'''
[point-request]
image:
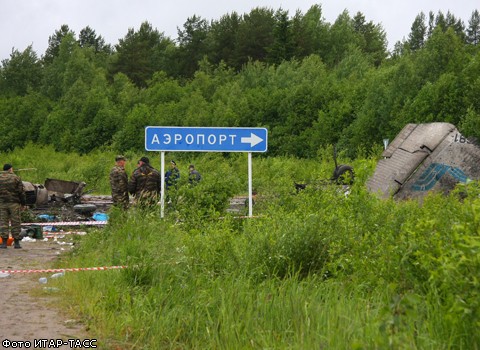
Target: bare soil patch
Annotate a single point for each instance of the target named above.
(28, 310)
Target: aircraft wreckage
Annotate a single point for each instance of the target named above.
(65, 199)
(423, 158)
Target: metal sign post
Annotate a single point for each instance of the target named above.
(203, 139)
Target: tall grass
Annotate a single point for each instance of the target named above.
(319, 269)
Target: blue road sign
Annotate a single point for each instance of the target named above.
(202, 139)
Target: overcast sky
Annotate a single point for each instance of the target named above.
(32, 22)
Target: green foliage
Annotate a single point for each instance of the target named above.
(322, 266)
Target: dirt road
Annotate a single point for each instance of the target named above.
(28, 312)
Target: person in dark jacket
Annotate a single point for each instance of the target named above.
(119, 183)
(194, 176)
(145, 183)
(172, 176)
(12, 199)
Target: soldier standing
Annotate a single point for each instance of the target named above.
(119, 183)
(12, 198)
(145, 183)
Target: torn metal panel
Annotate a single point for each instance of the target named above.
(425, 157)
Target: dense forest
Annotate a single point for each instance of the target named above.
(310, 82)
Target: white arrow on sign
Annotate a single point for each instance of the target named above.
(252, 140)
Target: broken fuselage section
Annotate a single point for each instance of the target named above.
(423, 158)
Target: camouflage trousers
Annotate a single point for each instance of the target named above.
(120, 200)
(10, 219)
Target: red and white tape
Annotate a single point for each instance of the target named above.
(73, 269)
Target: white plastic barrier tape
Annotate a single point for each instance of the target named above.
(65, 270)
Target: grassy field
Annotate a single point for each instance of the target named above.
(320, 269)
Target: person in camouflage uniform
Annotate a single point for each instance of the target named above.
(12, 198)
(145, 183)
(119, 183)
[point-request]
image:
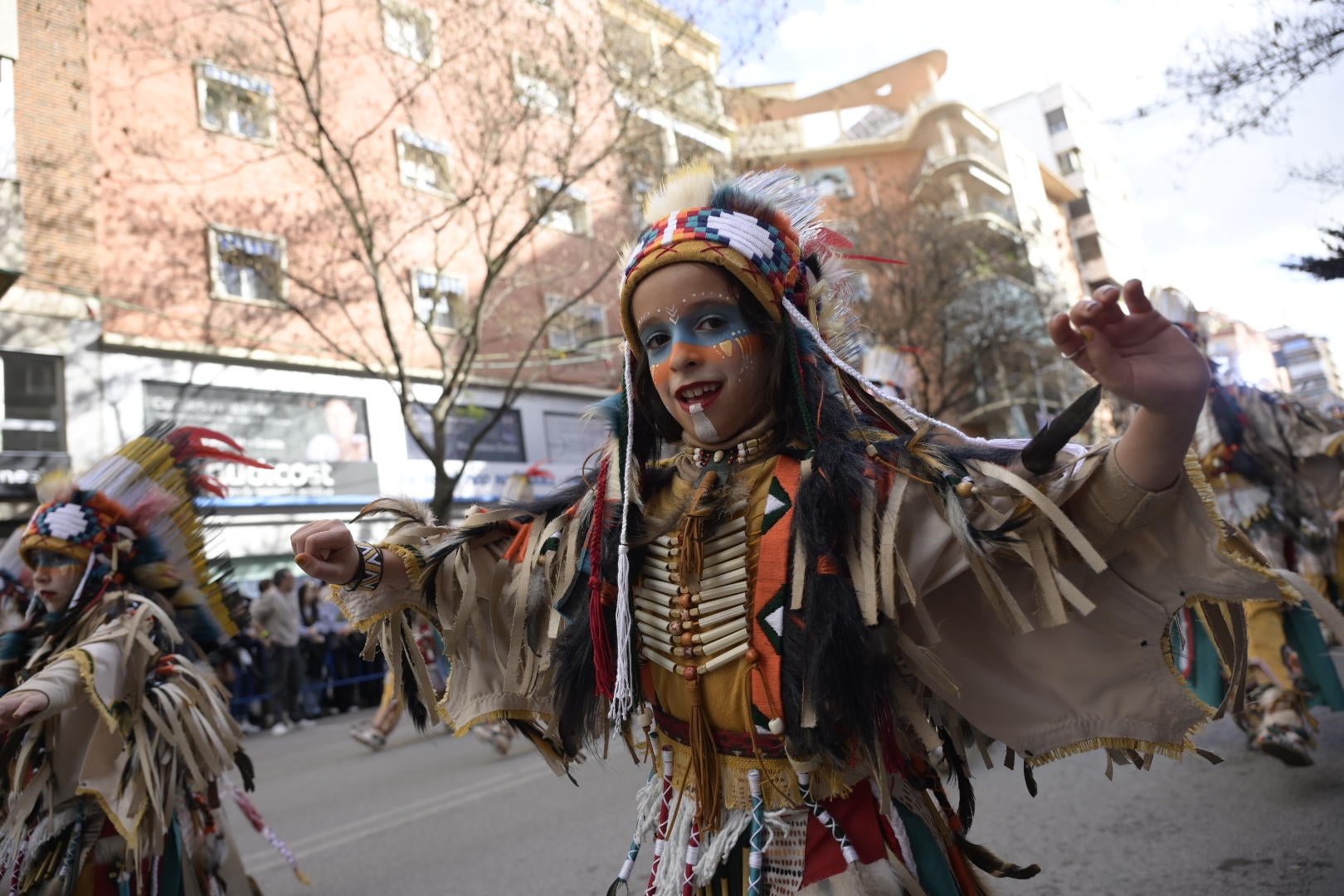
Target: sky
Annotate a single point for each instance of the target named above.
(1216, 221)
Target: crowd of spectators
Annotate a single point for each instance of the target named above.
(300, 660)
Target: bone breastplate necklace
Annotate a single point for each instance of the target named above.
(691, 602)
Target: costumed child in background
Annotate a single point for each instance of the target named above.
(1276, 470)
(116, 733)
(785, 590)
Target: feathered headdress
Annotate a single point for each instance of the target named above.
(763, 229)
(134, 518)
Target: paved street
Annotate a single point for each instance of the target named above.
(448, 816)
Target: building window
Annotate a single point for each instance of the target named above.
(438, 299)
(246, 266)
(830, 183)
(539, 89)
(410, 32)
(566, 210)
(578, 325)
(425, 164)
(234, 104)
(32, 403)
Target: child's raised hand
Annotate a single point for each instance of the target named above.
(1136, 355)
(325, 550)
(15, 709)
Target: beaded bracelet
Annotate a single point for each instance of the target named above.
(370, 572)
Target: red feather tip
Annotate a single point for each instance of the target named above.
(188, 444)
(832, 240)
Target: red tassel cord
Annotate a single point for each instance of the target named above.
(604, 649)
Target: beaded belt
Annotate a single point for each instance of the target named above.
(730, 743)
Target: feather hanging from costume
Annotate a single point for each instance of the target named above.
(158, 479)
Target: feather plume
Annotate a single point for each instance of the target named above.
(1040, 455)
(58, 485)
(689, 187)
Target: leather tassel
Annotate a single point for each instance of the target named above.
(704, 762)
(691, 538)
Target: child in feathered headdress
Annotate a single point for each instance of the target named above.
(789, 590)
(116, 733)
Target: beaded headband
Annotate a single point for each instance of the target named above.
(73, 528)
(760, 256)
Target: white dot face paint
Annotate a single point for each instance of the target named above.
(707, 360)
(704, 426)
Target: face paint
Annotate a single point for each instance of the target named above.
(706, 358)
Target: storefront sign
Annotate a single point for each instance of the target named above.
(318, 445)
(21, 470)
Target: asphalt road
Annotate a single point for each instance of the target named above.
(448, 816)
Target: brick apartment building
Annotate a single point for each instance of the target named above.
(241, 226)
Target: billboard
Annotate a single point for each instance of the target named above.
(318, 445)
(502, 444)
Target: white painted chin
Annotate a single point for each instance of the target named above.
(704, 426)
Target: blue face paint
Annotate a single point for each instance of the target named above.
(706, 327)
(50, 559)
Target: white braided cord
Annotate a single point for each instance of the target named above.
(622, 699)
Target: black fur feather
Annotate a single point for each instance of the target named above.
(1040, 455)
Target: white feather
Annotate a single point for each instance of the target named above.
(689, 187)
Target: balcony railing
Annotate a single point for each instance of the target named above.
(12, 257)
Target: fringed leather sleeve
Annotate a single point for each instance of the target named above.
(163, 726)
(489, 587)
(1050, 633)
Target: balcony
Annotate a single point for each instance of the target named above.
(12, 258)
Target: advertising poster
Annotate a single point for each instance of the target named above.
(504, 441)
(318, 445)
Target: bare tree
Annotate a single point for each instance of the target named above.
(968, 314)
(1328, 266)
(396, 140)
'''
• [CHALLENGE] Write out the data precisely as given, excluding the pictures.

• [SOLUTION FOR THIS EXERCISE]
[point-request]
image:
Target: bare soil patch
Annotate a single point for each instance of the target named above.
(28, 310)
Target: aircraft wreckage
Annotate a single point for each instance of the target named above.
(65, 199)
(423, 158)
Target: metal sign post
Annotate a single point for each instance of the target named above.
(203, 139)
Target: tall grass
Annotate a single point for each instance of the target named above.
(319, 269)
Target: blue road sign
Annotate a single point for each instance of the target named above.
(202, 139)
Target: overcast sky
Annotate a single point for each instance of the target named above.
(32, 22)
Target: green foliage
Annotate a single point for each instance of the target named above.
(322, 266)
Target: dirt road
Annotate a single point for each instance of the target named above.
(28, 312)
Target: person in dark jacket
Annotate a single point for each instance of the target named above.
(119, 183)
(194, 176)
(145, 183)
(172, 176)
(12, 199)
Target: soldier standing
Annotate a single point for each instance of the target named above.
(119, 183)
(12, 198)
(145, 183)
Target: torn metal panel
Annotate a single point for each instance of the target named above.
(425, 157)
Target: dense forest
Annotate a single point for each instance of the target named above.
(310, 82)
Target: white arrow on sign
Annotate a single point for each instance of the target named above.
(252, 140)
Target: broken fuselage section
Annotate a single point for each instance of the target named above.
(423, 158)
Target: camouflage trousers
Annotate a single point for each instance of the target named above.
(120, 200)
(10, 219)
Target: red and white tape
Annotate a single point for each instance of the target named above.
(73, 269)
Target: white plastic barrier tape
Annotate a single point for each instance of the target named above.
(65, 270)
Target: grassy field
Annotate a single point for each instance of the target named above.
(320, 269)
Target: person in camouflage uniform
Annotate a single point for each instance of the target named above.
(12, 198)
(145, 183)
(119, 183)
[point-request]
image:
Target: sky
Annotate a single point for each instance of the target named above.
(1216, 221)
Target: crowd of spectators
Annotate a single point for each instance of the target named above.
(300, 660)
Target: bone breastplate necklace
Annotate a single point for each instance of the target named above.
(691, 602)
Target: costumed child in background
Annotate a single point for each instance of the target named above.
(1276, 470)
(116, 733)
(785, 590)
Target: feathered headdress
Annotate a single point for each instance of the target named above.
(763, 229)
(134, 518)
Target: paved street
Annotate a single point for each instance of the target named above.
(448, 816)
Target: building window
Annotate a single point for each instance of the target named above.
(438, 299)
(246, 266)
(830, 183)
(539, 89)
(410, 32)
(566, 210)
(578, 325)
(425, 164)
(234, 104)
(32, 403)
Target: child's raised hand
Annotate a single point for each instance of the target named above.
(1136, 355)
(325, 550)
(15, 709)
Target: beaded bracelet
Annotate a single point for each instance of the target named above.
(370, 572)
Target: red feather tip
Annotate a single point for each instance of the target named above.
(188, 444)
(832, 240)
Target: red tassel cord
Annotate a single point for each instance of the target named above.
(604, 649)
Target: beaded belt
Annotate a single point for each instance of the target named above.
(730, 743)
Target: feather hanging from costume
Annotate a single point for each instance of the target named above.
(158, 479)
Target: feather plume
Annotate a single point for each instance of the target named above.
(1040, 455)
(58, 485)
(689, 187)
Target: leather tassel
Annotate a single point for each instance of the target named above.
(704, 762)
(691, 538)
Target: child in feathered headdress
Annotate a single point for each instance of the target named above.
(789, 590)
(116, 733)
Target: beaded headband
Annotate a single point for each instance of the target named above.
(73, 528)
(760, 256)
Target: white dot face paint
Annotate a single point for each instance of the target named above.
(707, 360)
(704, 426)
Target: face paint
Annotate a single point for each instance of the target named above.
(706, 358)
Target: storefront sign
Annotate a single point for each instance of the target named above.
(318, 445)
(21, 470)
Target: asphalt road
Annotate a single point for each instance of the target named above.
(448, 816)
Target: brick apartment building
Annotate a single point for each instance of the target named above.
(241, 226)
Target: billboard
Annotate a single point for each instance of the target named above.
(318, 445)
(502, 444)
Target: white painted chin
Annotate a single point for each instance of the target named above.
(704, 426)
Target: blue face paint
Annotate a single point for each instance of the target named above.
(706, 327)
(50, 559)
Target: white braided cord
Annotate a single point for each instance of the target named above.
(622, 699)
Target: black fur feather
Annotate a single point for each instance of the target named above.
(1040, 455)
Target: white feather
Annotate a single point for each instance of the target named above.
(689, 187)
Target: balcony railing
Annotate a single point for each instance of the target named above.
(12, 257)
Target: fringed leather sleeve
Annotate a single point for each instance of the target named above.
(163, 726)
(489, 587)
(1050, 633)
Target: balcony
Annotate a single point for each instance of the target named above.
(12, 258)
Target: advertising poster
Annotate a single point for each instance of the target named above.
(504, 441)
(318, 445)
Target: bare tree
Annotate a single point for each instance of the target named above.
(968, 314)
(1328, 266)
(396, 140)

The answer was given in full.